Text provided:
________

The mechanistic interpretability community has made remarkable progress in recent years understanding how Transformers work internally: identifying circuits for specific behaviors, understanding how models store and retrieve factual knowledge, even finding "truth-telling" directions in activation space (Dunefsky et al., 2024; Golimblevskaia et al., 2025; see also the Transformer Circuits Thread). But this work fundamentally depends on being able to trace information flow through the model. When reasoning happens in a compressed continuous space that the model iteratively refines, the interpretability becomes a much harder challenge. We might need entirely new tools to understand what's happening in these latent iterations.
Chain-of-thought reasoning provides at least some degree of explainability: “Here's what the model thought, step by step”. Latent reasoning offers none. We'd be building more powerful systems that are at the same time more opaque. It doesn’t mean that we shouldn't pursue continuous latent space models, but it does mean we need to think carefully about the tradeoffs.
Conclusion

Let us summarize. In this post, we have discussed three complementary directions that emerge along similar lines:
- LCM provides semantic abstraction: think in concepts, not words;
- CALM tries to achieve generation efficiency: produce chunks, not tokens;
- Coconut changes reasoning structure: plan internally and continuously, speak externally.
These could potentially be combined. Imagine a model that:
- uses Coconut-style latent reasoning to plan out a response,
- generates a sequence of LCM-style concept vectors, and at the same time
- employs CALM-style chunk generation to rapidly convert every concept to text.
This model would be a genuine hierarchical system operating on multiple levels of abstraction simultaneously; multi-scale language modeling, if you will.

________

[Natural-language object grounding material]
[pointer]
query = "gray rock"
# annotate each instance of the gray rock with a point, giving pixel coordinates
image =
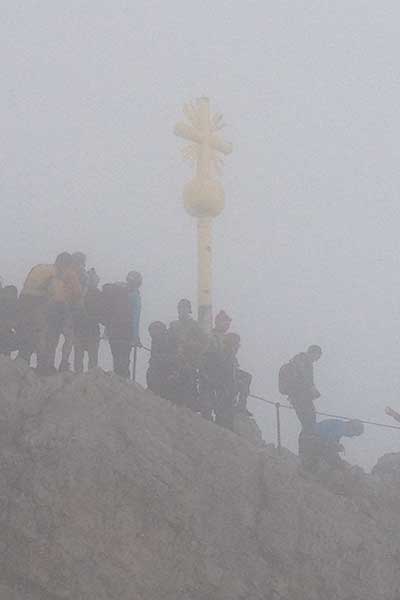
(108, 492)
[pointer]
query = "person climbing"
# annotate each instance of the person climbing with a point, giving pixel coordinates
(162, 363)
(123, 310)
(188, 342)
(323, 444)
(78, 266)
(32, 307)
(296, 380)
(65, 295)
(222, 324)
(86, 323)
(226, 383)
(392, 413)
(8, 319)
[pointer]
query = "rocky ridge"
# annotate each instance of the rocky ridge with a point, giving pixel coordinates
(110, 493)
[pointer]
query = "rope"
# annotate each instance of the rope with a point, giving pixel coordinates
(375, 423)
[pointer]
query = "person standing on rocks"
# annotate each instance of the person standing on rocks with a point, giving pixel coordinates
(123, 310)
(79, 267)
(8, 318)
(86, 324)
(188, 342)
(162, 364)
(296, 380)
(45, 287)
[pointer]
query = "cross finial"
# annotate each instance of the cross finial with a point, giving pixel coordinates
(202, 131)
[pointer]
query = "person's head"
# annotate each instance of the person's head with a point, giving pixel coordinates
(184, 309)
(10, 291)
(222, 322)
(354, 428)
(134, 280)
(63, 262)
(92, 279)
(314, 352)
(231, 343)
(157, 329)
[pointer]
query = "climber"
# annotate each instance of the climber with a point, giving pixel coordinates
(32, 309)
(8, 319)
(188, 342)
(78, 266)
(323, 444)
(296, 380)
(122, 320)
(86, 323)
(392, 413)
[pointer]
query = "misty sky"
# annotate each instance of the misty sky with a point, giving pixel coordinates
(307, 250)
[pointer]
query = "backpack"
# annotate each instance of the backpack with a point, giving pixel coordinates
(38, 280)
(117, 311)
(287, 379)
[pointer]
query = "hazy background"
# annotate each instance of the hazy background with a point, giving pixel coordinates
(307, 250)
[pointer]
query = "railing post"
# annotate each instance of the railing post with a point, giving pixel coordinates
(278, 427)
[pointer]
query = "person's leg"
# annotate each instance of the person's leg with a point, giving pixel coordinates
(93, 345)
(305, 411)
(206, 399)
(224, 413)
(79, 353)
(121, 350)
(244, 382)
(66, 350)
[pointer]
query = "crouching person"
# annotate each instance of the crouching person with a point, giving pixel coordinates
(323, 445)
(86, 324)
(162, 364)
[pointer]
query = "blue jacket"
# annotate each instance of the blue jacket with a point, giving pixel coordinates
(330, 430)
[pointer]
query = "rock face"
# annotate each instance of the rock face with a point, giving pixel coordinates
(109, 493)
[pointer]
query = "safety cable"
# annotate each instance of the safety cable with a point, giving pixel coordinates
(325, 414)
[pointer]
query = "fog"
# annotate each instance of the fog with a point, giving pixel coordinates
(307, 248)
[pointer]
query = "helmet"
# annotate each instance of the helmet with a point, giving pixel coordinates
(79, 258)
(357, 427)
(134, 278)
(157, 328)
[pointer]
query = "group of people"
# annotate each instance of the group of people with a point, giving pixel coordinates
(63, 302)
(197, 370)
(189, 367)
(319, 442)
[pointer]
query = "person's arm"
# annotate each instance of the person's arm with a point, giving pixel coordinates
(392, 413)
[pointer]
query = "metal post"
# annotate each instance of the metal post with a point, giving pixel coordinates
(134, 363)
(278, 427)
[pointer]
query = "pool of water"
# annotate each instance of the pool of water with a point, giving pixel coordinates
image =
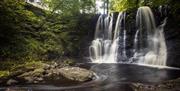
(115, 77)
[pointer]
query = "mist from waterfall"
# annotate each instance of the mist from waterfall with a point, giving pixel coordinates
(109, 44)
(149, 42)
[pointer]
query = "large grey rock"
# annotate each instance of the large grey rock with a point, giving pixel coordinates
(76, 73)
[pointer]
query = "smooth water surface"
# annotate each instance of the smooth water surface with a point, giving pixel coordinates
(116, 77)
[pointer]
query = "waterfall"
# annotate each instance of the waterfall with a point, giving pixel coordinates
(109, 46)
(104, 47)
(149, 41)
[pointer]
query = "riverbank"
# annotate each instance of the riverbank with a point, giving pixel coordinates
(41, 72)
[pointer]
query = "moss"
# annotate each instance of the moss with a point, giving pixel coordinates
(4, 74)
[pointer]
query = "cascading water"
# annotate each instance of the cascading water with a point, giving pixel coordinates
(109, 46)
(149, 41)
(104, 47)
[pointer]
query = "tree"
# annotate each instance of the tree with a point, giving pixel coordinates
(70, 7)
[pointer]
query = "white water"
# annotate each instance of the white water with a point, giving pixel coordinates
(152, 47)
(104, 47)
(109, 46)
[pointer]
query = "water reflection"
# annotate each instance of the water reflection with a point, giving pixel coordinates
(115, 77)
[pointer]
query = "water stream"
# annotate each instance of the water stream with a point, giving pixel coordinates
(109, 46)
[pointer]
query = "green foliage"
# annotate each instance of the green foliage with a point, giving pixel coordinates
(30, 33)
(71, 7)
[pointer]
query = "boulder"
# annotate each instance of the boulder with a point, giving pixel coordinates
(76, 74)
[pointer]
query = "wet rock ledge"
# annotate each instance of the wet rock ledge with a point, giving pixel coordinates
(41, 73)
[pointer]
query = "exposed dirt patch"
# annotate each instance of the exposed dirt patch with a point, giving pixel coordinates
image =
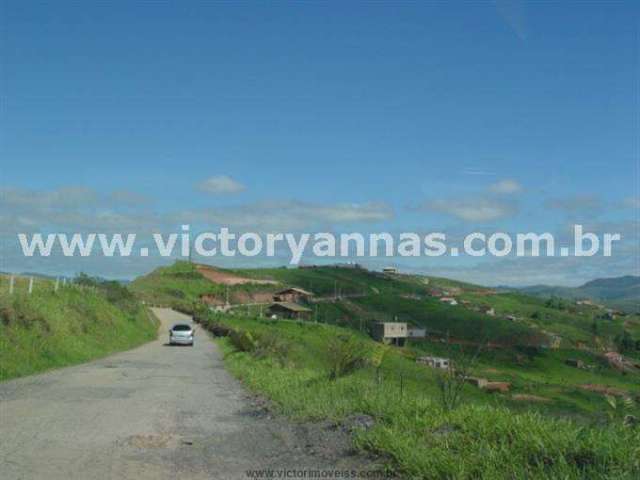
(163, 440)
(226, 278)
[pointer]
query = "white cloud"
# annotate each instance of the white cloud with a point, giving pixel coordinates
(472, 209)
(221, 185)
(506, 186)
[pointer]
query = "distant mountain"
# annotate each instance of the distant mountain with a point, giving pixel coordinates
(618, 292)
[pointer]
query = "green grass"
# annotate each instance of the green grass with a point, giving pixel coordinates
(50, 329)
(485, 437)
(179, 286)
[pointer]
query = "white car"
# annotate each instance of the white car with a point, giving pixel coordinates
(181, 334)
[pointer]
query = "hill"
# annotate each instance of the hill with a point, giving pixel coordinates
(618, 292)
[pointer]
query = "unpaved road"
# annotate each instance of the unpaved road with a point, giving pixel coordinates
(156, 412)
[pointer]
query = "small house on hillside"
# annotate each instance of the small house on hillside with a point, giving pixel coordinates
(291, 295)
(488, 310)
(390, 332)
(289, 310)
(434, 362)
(573, 362)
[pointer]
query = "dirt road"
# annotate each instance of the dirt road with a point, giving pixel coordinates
(156, 412)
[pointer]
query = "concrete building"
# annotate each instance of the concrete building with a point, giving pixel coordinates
(291, 295)
(434, 362)
(415, 332)
(450, 300)
(390, 332)
(289, 310)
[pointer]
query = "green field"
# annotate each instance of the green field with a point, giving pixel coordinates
(79, 322)
(554, 422)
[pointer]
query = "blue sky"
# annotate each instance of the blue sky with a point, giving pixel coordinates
(451, 116)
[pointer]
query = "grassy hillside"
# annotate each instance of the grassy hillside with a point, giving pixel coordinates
(356, 298)
(181, 286)
(49, 329)
(515, 339)
(485, 436)
(554, 422)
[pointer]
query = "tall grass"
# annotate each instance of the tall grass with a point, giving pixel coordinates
(54, 329)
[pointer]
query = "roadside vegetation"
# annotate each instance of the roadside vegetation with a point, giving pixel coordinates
(83, 320)
(568, 411)
(316, 371)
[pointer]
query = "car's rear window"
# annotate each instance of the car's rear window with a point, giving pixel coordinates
(181, 328)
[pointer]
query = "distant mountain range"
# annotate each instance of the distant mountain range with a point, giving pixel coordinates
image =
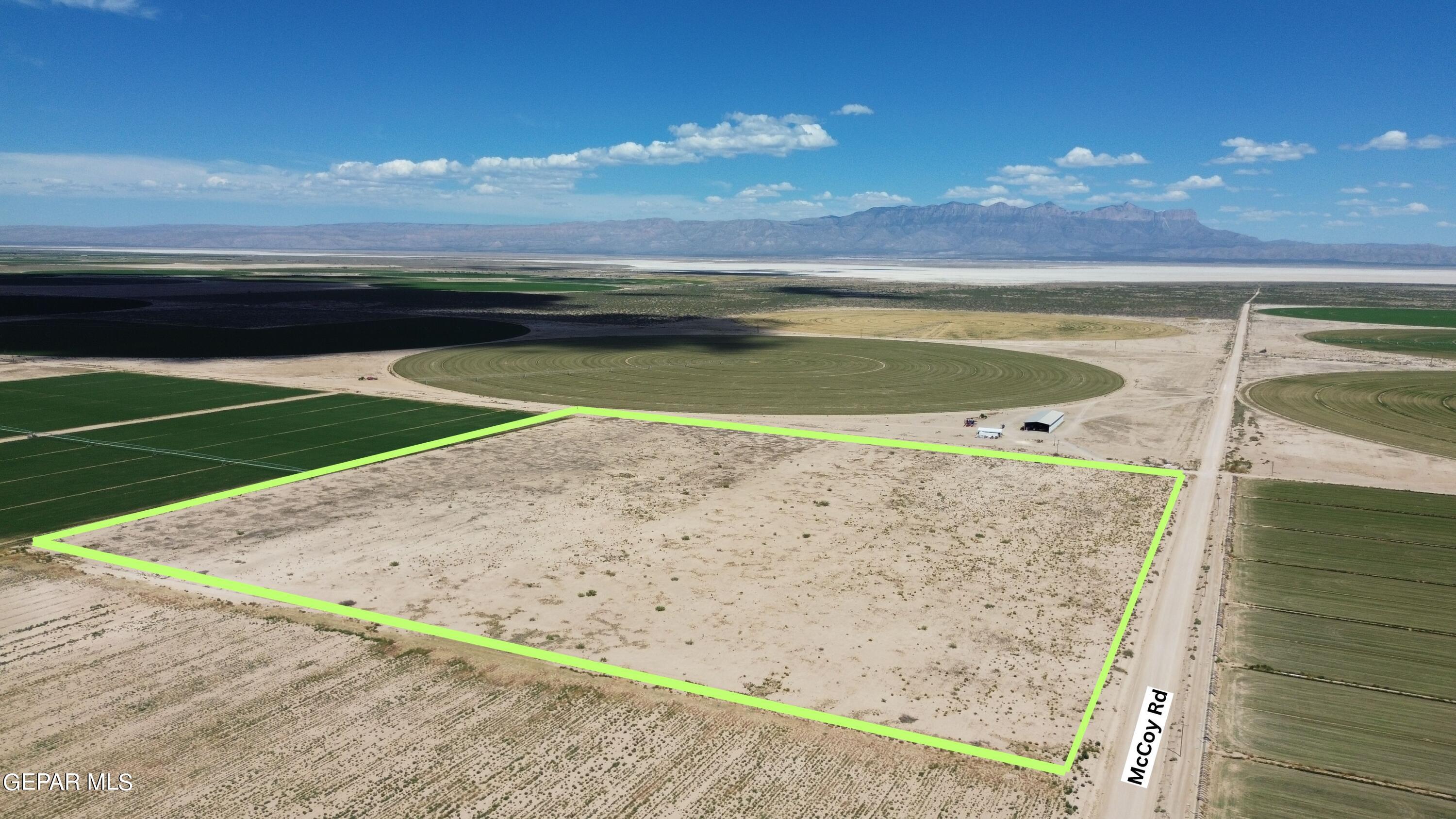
(947, 231)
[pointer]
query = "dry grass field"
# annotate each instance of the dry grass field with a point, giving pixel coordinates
(238, 710)
(956, 325)
(956, 595)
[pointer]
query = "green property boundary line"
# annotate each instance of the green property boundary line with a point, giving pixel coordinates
(53, 543)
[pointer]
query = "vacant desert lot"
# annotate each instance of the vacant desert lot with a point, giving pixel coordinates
(963, 597)
(222, 710)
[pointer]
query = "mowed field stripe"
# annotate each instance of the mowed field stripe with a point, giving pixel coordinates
(59, 402)
(1413, 410)
(53, 482)
(1375, 652)
(56, 543)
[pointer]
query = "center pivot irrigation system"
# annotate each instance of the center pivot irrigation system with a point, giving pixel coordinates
(54, 543)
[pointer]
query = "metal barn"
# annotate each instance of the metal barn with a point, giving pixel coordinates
(1044, 422)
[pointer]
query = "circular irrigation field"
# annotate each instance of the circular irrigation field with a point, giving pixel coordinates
(1410, 410)
(1435, 343)
(759, 373)
(960, 324)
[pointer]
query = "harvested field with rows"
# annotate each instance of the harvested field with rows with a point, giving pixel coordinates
(238, 710)
(1339, 652)
(1430, 343)
(862, 581)
(1414, 410)
(951, 325)
(159, 340)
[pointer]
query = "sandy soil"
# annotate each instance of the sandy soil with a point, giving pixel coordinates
(1289, 450)
(22, 368)
(222, 710)
(961, 597)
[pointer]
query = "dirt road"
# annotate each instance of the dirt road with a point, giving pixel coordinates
(1164, 655)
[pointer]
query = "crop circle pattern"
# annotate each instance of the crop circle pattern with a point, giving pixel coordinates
(759, 373)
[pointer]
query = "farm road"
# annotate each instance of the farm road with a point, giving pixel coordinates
(1162, 653)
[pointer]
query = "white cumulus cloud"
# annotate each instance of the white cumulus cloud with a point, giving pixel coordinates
(132, 8)
(1084, 158)
(1197, 183)
(762, 191)
(877, 199)
(1039, 181)
(1139, 197)
(1247, 150)
(970, 191)
(1400, 140)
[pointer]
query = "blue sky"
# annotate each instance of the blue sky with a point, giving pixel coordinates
(1321, 121)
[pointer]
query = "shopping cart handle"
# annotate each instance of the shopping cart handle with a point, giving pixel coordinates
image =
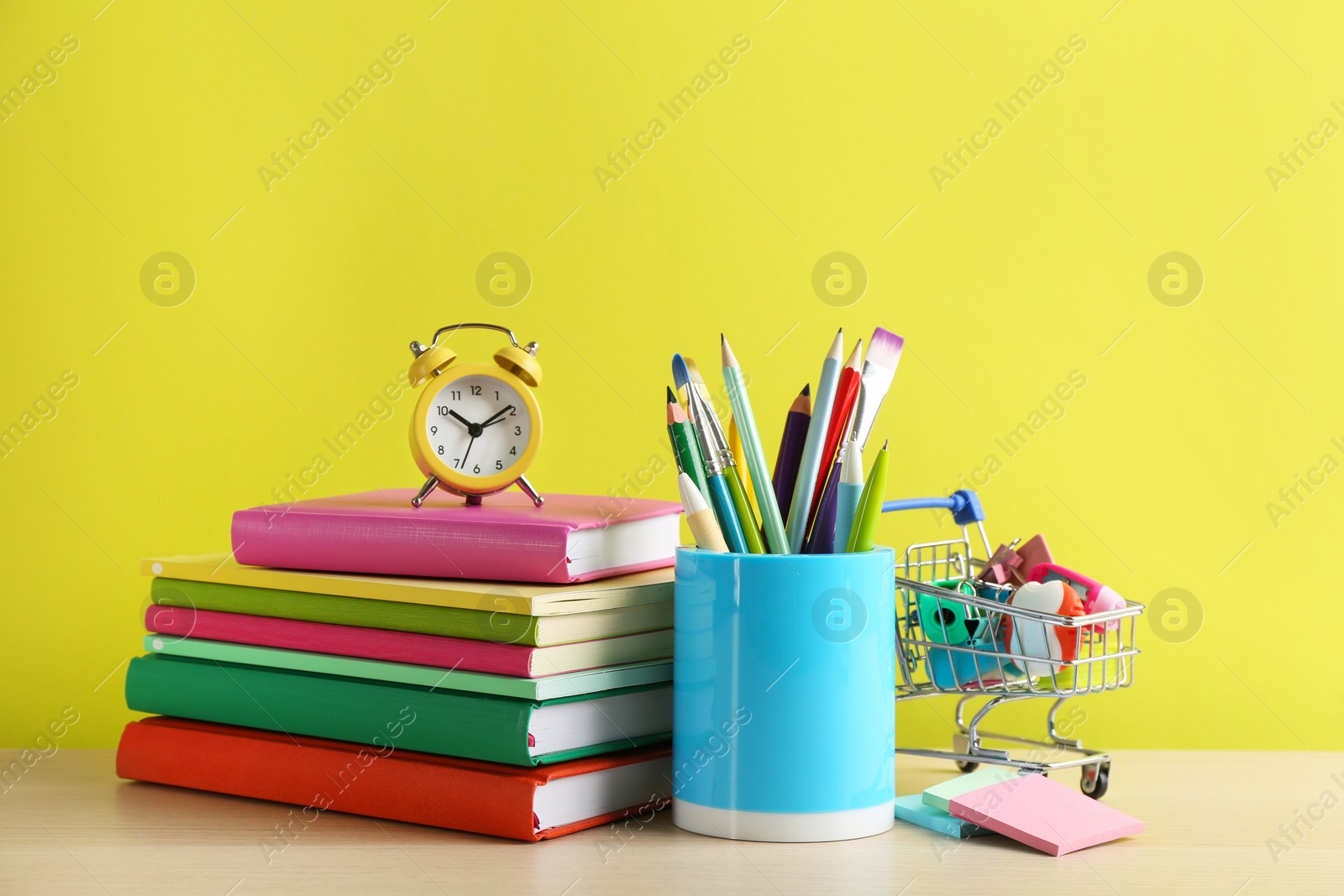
(964, 506)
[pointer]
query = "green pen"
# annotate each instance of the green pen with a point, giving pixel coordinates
(870, 506)
(685, 446)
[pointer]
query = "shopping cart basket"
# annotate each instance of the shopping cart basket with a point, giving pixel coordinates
(956, 634)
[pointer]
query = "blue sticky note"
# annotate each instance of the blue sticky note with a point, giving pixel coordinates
(913, 810)
(938, 795)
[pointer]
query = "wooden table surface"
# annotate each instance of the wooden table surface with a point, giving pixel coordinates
(71, 826)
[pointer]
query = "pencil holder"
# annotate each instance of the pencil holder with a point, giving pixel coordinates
(784, 687)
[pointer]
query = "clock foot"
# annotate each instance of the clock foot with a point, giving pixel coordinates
(530, 492)
(430, 484)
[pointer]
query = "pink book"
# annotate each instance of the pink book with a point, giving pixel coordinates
(1045, 815)
(571, 537)
(443, 652)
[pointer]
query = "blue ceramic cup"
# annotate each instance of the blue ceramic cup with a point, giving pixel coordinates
(784, 685)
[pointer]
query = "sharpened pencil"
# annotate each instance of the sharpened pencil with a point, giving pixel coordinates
(811, 463)
(752, 450)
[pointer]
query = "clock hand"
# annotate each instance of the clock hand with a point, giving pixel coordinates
(497, 417)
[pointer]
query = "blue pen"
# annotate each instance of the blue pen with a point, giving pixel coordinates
(714, 448)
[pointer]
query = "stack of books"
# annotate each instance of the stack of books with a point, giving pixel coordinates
(501, 669)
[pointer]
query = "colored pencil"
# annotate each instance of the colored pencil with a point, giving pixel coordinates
(705, 527)
(685, 448)
(739, 459)
(711, 439)
(846, 391)
(870, 506)
(848, 493)
(801, 504)
(822, 537)
(790, 449)
(746, 516)
(774, 533)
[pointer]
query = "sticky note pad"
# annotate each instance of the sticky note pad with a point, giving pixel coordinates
(913, 810)
(1045, 815)
(938, 795)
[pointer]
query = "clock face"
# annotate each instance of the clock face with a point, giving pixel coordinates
(477, 426)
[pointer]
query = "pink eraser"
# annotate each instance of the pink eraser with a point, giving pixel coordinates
(1043, 815)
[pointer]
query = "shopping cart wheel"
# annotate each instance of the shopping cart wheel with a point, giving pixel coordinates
(1095, 779)
(963, 746)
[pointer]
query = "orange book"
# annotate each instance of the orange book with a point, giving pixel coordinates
(387, 782)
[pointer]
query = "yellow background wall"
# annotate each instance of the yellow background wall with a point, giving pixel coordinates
(1030, 264)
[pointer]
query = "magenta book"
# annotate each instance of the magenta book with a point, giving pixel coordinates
(443, 652)
(571, 537)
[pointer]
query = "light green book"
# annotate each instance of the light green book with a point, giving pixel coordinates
(564, 685)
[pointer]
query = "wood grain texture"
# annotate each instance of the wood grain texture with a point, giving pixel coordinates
(69, 826)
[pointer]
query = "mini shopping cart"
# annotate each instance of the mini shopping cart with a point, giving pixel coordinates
(956, 634)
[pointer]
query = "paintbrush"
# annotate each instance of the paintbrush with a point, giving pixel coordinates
(750, 527)
(717, 456)
(879, 365)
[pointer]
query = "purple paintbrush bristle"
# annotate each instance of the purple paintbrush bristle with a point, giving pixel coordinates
(885, 349)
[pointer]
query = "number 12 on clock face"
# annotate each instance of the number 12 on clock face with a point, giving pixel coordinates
(479, 426)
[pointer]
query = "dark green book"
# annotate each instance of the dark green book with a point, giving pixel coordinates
(487, 624)
(398, 716)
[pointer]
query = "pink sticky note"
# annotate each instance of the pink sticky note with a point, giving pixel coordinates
(1043, 815)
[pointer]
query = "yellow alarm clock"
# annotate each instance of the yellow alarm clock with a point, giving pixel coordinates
(476, 426)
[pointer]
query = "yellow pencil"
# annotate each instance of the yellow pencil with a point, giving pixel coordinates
(739, 458)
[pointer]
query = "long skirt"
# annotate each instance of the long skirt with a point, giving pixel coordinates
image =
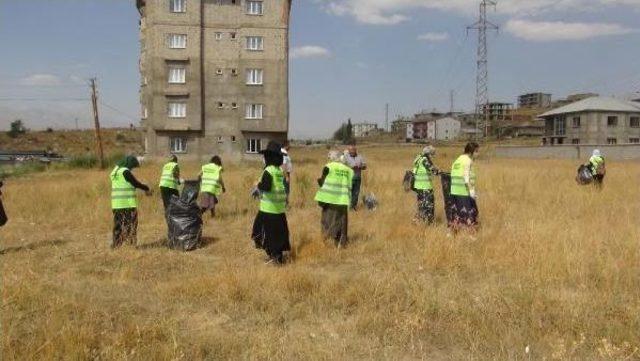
(335, 223)
(271, 233)
(3, 215)
(465, 211)
(125, 227)
(426, 206)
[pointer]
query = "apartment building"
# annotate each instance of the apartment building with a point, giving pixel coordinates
(595, 120)
(534, 100)
(214, 76)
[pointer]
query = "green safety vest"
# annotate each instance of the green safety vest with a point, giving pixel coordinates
(166, 179)
(458, 187)
(337, 185)
(123, 193)
(210, 181)
(596, 162)
(421, 174)
(274, 201)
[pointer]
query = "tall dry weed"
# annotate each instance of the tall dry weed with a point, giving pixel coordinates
(554, 267)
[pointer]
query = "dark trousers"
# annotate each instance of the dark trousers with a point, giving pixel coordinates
(355, 192)
(598, 180)
(335, 223)
(426, 206)
(166, 194)
(125, 227)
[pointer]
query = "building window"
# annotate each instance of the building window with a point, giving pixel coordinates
(178, 6)
(253, 146)
(177, 109)
(178, 145)
(177, 74)
(575, 122)
(177, 41)
(558, 126)
(255, 43)
(254, 76)
(255, 7)
(254, 111)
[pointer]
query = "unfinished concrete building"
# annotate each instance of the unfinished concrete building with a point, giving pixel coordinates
(534, 100)
(214, 76)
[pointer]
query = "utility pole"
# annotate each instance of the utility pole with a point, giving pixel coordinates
(386, 118)
(94, 103)
(482, 76)
(451, 95)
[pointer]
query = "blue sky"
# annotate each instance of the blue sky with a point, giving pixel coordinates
(350, 57)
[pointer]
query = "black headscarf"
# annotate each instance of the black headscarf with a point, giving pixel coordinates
(274, 159)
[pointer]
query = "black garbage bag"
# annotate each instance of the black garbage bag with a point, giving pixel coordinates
(184, 219)
(445, 179)
(584, 176)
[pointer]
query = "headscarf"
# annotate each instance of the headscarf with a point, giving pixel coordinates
(129, 162)
(334, 156)
(428, 150)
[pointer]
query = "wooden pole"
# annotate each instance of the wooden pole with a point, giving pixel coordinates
(96, 119)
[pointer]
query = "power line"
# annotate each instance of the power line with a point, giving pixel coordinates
(118, 111)
(43, 99)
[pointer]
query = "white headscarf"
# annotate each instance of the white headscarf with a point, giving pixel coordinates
(334, 156)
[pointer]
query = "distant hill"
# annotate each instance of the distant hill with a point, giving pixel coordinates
(75, 142)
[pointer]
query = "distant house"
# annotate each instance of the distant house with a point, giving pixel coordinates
(447, 128)
(362, 130)
(594, 120)
(400, 125)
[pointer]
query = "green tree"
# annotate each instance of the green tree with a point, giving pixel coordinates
(17, 128)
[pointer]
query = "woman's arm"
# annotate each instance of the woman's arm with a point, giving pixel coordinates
(325, 173)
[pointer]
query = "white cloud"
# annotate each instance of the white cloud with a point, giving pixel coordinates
(559, 30)
(41, 80)
(391, 12)
(76, 80)
(434, 37)
(309, 51)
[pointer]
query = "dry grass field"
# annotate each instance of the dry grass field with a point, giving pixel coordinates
(555, 268)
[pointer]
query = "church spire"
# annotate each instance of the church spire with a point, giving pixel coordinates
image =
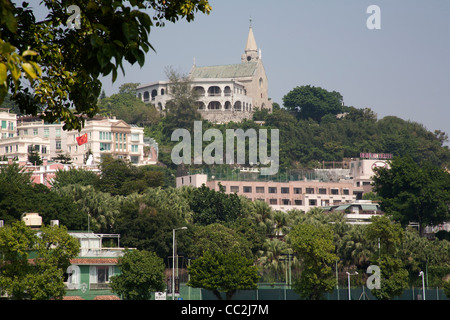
(251, 49)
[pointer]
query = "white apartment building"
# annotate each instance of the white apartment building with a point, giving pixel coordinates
(13, 146)
(8, 123)
(111, 136)
(22, 134)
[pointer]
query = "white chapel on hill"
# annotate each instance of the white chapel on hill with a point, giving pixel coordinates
(225, 92)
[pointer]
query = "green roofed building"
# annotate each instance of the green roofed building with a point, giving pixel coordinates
(226, 92)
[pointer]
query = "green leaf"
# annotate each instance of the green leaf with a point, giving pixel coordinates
(28, 68)
(3, 73)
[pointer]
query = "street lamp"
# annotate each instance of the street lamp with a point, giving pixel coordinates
(421, 274)
(173, 260)
(348, 275)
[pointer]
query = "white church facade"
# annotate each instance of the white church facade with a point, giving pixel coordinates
(225, 92)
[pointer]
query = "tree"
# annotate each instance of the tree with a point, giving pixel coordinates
(413, 193)
(62, 64)
(181, 109)
(74, 176)
(42, 277)
(120, 177)
(313, 102)
(394, 276)
(223, 272)
(210, 206)
(34, 157)
(127, 107)
(142, 272)
(215, 237)
(314, 245)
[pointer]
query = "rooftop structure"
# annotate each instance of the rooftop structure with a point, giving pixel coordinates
(226, 92)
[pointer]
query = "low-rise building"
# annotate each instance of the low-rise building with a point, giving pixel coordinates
(102, 136)
(357, 212)
(302, 195)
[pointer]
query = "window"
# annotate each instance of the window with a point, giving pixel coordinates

________

Tasks:
[a] From the text on latent reasoning in language models, copy the part that opens with the words containing "Let us summarize." and closes with "concept to text.".
[b] Summarize the text on latent reasoning in language models in two sentences.
[c] Go on with the text on latent reasoning in language models, starting after its final sentence.

Answers for this exercise:
[a]
Let us summarize. In this post, we have discussed three complementary directions that emerge along similar lines:
- LCM provides semantic abstraction: think in concepts, not words;
- CALM tries to achieve generation efficiency: produce chunks, not tokens;
- Coconut changes reasoning structure: plan internally and continuously, speak externally.
These could potentially be combined. Imagine a model that:
- uses Coconut-style latent reasoning to plan out a response,
- generates a sequence of LCM-style concept vectors, and at the same time
- employs CALM-style chunk generation to rapidly convert every concept to text.

[b] Reasoning in a compressed continuous space makes interpretability much harder than chain-of-thought reasoning, which offers at least some explainability, so the tradeoffs of latent reasoning need careful thought. The post presents LCM, CALM, and Coconut as complementary directions (thinking in concepts, generating chunks, and planning internally and continuously) and suggests combining them into a hierarchical, multi-scale language model.

[c]
Naturally, many problems still remain. First, training is harder: these models require specialized techniques such as energy-based learning, curriculum training, or diffusion objectives, which are harder to use and not as well understood as standard cross-entropy. Second, what about human interaction: how do you prompt a model that thinks in latent vectors? Text prompts work because we share the token space with the model. Latent space prompting is uncharted territory.
But the potential upside is also quite significant. The token-by-token paradigm has dominated NLP for years because it worked. But we are finally at a point where we can credibly challenge it: high-quality embedding spaces already exist, autoencoders can compress with minimal loss, and training techniques that can handle continuous distributions have been developed for a while now.
We are not replacing token-level models overnight; they will remain dominant for a while, and hybrid approaches are likely. But it is a possible path forward: language models are learning to think in larger units, to reason without verbalizing every step, and to operate in continuous semantic spaces that might more closely resemble how humans actually process meaning. Just please, beware the safety warnings.